Present as a numbered list the lines from the one with "boot --coords pixels" to the one with "41), (60, 49)]", both included, leaving out blank lines.

• • • • •

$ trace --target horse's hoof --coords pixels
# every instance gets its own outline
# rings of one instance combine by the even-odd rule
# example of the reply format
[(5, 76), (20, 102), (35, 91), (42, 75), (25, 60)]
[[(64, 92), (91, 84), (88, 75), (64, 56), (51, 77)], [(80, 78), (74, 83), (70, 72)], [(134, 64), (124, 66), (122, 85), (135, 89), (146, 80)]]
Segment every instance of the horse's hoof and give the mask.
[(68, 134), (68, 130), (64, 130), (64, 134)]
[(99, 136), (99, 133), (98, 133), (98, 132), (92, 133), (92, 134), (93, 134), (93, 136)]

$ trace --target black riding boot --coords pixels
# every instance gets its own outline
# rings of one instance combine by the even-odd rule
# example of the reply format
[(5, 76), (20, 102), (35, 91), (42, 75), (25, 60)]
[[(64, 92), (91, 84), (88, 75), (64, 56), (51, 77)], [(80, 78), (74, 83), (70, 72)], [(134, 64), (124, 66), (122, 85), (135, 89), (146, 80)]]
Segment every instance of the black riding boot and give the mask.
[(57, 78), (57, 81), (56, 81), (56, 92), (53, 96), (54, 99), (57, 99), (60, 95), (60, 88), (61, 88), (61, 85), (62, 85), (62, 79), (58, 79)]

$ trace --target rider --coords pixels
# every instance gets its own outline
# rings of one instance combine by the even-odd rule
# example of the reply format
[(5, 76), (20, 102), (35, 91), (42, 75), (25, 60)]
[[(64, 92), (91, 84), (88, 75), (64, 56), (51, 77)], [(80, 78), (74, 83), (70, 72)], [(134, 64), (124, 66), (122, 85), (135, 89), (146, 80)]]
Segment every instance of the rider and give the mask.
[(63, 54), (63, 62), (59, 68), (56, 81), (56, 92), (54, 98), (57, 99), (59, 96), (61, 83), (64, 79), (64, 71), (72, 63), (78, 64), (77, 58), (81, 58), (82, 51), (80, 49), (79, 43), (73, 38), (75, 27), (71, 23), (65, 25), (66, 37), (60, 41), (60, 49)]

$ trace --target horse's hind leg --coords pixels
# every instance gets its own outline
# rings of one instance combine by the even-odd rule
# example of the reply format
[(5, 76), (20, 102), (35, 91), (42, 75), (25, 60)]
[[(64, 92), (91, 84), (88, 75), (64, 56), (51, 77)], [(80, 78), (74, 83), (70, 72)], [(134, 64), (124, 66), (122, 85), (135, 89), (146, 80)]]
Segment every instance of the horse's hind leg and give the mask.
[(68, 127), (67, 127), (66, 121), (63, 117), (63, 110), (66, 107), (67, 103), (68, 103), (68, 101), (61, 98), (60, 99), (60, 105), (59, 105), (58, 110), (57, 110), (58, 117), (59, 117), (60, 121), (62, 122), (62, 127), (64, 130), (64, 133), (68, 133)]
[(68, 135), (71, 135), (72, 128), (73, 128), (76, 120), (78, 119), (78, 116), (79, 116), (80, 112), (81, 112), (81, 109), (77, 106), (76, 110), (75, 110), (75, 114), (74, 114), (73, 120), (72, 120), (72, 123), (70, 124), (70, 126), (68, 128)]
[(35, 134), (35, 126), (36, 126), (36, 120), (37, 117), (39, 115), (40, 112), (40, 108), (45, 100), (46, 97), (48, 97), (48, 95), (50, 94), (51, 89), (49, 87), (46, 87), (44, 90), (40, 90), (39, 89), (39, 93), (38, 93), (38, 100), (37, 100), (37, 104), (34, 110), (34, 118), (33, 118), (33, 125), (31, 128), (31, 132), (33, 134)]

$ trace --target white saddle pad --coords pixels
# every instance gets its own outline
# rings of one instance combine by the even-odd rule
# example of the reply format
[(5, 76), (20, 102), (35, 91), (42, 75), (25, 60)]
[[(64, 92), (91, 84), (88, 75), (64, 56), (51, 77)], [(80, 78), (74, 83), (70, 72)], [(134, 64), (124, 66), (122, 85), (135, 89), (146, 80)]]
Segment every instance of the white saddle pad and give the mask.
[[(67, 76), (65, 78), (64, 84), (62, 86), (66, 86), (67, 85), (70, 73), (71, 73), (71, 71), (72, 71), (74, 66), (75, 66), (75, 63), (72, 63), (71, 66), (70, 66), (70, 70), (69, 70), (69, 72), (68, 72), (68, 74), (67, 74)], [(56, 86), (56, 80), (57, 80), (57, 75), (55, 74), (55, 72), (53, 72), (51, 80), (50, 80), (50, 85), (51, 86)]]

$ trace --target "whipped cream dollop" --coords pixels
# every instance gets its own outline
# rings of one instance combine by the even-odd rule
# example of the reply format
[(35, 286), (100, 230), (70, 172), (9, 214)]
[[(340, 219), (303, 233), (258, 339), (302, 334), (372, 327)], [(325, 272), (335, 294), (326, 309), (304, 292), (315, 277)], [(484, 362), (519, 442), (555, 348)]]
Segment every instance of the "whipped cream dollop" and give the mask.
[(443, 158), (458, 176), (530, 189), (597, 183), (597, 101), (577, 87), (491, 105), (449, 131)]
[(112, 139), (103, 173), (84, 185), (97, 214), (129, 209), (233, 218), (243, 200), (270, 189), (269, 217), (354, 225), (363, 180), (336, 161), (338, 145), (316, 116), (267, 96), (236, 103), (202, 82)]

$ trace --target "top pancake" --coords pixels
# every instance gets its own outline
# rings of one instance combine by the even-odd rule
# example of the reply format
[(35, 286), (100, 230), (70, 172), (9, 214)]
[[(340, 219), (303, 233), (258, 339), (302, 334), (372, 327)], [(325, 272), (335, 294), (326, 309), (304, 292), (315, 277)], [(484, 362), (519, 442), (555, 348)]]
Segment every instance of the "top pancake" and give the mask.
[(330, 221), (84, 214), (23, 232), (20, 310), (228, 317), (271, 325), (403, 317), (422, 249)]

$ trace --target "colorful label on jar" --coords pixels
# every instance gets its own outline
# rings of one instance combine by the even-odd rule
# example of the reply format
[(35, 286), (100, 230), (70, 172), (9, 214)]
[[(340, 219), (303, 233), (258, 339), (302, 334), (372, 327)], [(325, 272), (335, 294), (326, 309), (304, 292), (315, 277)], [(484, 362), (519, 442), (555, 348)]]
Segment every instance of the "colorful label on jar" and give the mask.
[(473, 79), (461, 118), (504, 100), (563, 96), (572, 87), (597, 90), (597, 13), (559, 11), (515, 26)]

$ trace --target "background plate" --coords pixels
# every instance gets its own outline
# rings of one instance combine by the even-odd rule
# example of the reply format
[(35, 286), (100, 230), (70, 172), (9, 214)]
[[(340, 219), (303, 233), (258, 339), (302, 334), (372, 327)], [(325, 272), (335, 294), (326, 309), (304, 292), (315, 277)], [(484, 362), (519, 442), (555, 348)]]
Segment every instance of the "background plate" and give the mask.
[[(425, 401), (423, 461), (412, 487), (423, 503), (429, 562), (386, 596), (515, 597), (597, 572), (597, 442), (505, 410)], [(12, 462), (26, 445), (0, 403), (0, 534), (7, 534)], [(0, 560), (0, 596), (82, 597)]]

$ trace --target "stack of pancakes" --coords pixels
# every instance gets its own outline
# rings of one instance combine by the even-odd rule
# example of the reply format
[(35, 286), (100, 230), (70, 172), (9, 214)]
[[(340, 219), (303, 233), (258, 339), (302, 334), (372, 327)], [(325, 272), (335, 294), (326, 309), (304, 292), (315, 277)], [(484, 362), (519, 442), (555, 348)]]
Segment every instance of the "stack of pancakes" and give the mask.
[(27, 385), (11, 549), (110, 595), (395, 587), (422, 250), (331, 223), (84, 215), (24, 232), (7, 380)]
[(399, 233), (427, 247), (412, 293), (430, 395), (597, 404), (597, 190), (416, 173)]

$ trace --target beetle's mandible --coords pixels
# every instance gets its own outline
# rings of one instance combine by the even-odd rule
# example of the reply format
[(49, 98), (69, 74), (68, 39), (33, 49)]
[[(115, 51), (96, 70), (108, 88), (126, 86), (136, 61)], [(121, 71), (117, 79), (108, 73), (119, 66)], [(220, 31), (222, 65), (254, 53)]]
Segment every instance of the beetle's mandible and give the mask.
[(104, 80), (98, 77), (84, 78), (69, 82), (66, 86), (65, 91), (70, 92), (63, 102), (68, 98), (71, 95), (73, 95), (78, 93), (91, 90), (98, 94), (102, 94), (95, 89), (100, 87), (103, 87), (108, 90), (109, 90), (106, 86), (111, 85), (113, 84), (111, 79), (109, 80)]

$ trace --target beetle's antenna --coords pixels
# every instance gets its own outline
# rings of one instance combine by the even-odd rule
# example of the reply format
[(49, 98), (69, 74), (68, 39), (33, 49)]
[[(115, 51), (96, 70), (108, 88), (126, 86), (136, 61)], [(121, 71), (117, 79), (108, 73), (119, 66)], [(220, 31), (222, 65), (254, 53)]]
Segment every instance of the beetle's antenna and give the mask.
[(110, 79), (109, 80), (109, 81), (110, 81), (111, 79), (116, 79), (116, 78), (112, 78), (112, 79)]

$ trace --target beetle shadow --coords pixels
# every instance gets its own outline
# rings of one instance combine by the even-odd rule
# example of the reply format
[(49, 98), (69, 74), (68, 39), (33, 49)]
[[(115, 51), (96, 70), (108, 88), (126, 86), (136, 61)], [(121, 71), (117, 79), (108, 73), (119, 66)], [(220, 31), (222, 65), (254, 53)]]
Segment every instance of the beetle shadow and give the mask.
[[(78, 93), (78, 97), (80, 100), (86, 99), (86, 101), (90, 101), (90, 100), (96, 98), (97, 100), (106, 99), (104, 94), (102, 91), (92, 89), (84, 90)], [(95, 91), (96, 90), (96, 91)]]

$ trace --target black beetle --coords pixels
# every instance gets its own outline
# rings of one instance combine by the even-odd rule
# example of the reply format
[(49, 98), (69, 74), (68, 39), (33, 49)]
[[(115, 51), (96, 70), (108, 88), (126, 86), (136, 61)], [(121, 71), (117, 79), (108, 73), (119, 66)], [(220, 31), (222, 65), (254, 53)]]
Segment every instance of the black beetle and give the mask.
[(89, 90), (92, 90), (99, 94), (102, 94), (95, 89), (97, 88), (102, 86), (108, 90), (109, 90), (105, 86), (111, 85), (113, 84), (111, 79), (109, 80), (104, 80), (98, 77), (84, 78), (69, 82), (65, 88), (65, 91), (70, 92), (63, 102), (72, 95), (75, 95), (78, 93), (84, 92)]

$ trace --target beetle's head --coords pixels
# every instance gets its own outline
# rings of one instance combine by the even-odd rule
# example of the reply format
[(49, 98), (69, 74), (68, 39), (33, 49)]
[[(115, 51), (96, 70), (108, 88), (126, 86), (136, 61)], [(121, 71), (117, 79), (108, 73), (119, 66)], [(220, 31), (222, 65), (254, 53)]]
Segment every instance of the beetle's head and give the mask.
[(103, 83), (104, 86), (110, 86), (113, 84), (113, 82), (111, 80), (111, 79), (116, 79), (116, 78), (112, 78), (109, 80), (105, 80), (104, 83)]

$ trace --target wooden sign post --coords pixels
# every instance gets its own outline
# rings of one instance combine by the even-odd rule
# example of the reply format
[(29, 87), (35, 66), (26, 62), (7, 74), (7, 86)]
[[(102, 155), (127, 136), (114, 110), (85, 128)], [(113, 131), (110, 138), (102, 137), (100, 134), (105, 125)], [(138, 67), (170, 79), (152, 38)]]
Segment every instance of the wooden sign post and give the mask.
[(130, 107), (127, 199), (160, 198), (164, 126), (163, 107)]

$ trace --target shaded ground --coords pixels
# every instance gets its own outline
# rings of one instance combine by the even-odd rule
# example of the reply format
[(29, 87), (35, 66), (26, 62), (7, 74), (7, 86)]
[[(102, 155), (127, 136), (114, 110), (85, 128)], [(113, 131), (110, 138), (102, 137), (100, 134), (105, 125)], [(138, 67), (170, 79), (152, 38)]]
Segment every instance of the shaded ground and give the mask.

• • • • •

Finished answer:
1. $ trace --target black riding boot --coords pixels
2. # every instance gets its own outline
3. # rings of one instance combine by the even-odd rule
4. # example of the reply format
5. [(5, 76), (20, 102), (35, 91), (42, 75), (25, 60)]
6. [[(64, 92), (91, 84), (88, 75), (64, 56), (51, 77)], [(80, 78), (74, 83), (70, 72)], [(134, 64), (124, 66), (122, 85), (135, 89), (146, 80)]]
7. Segment every instance of the black riding boot and give the mask.
8. [(57, 78), (57, 81), (56, 81), (56, 92), (53, 96), (54, 99), (57, 99), (60, 95), (60, 88), (61, 88), (61, 85), (62, 85), (62, 79), (58, 79)]
9. $ trace --target rider --coords pixels
10. # every instance gets its own outline
11. # rings of one instance combine by the even-odd rule
12. # example of the reply format
13. [(5, 76), (20, 102), (35, 91), (42, 75), (25, 60)]
14. [[(64, 92), (91, 84), (88, 75), (64, 56), (51, 77)], [(80, 78), (74, 83), (70, 72)], [(134, 64), (124, 66), (122, 85), (135, 89), (146, 80)]]
15. Segment every instance of the rider and give the mask.
16. [(63, 54), (63, 62), (59, 68), (56, 81), (56, 92), (54, 98), (57, 99), (59, 96), (61, 83), (64, 79), (64, 71), (72, 63), (78, 64), (77, 58), (81, 58), (82, 51), (80, 49), (79, 43), (73, 38), (75, 27), (71, 23), (65, 25), (66, 37), (60, 41), (60, 49)]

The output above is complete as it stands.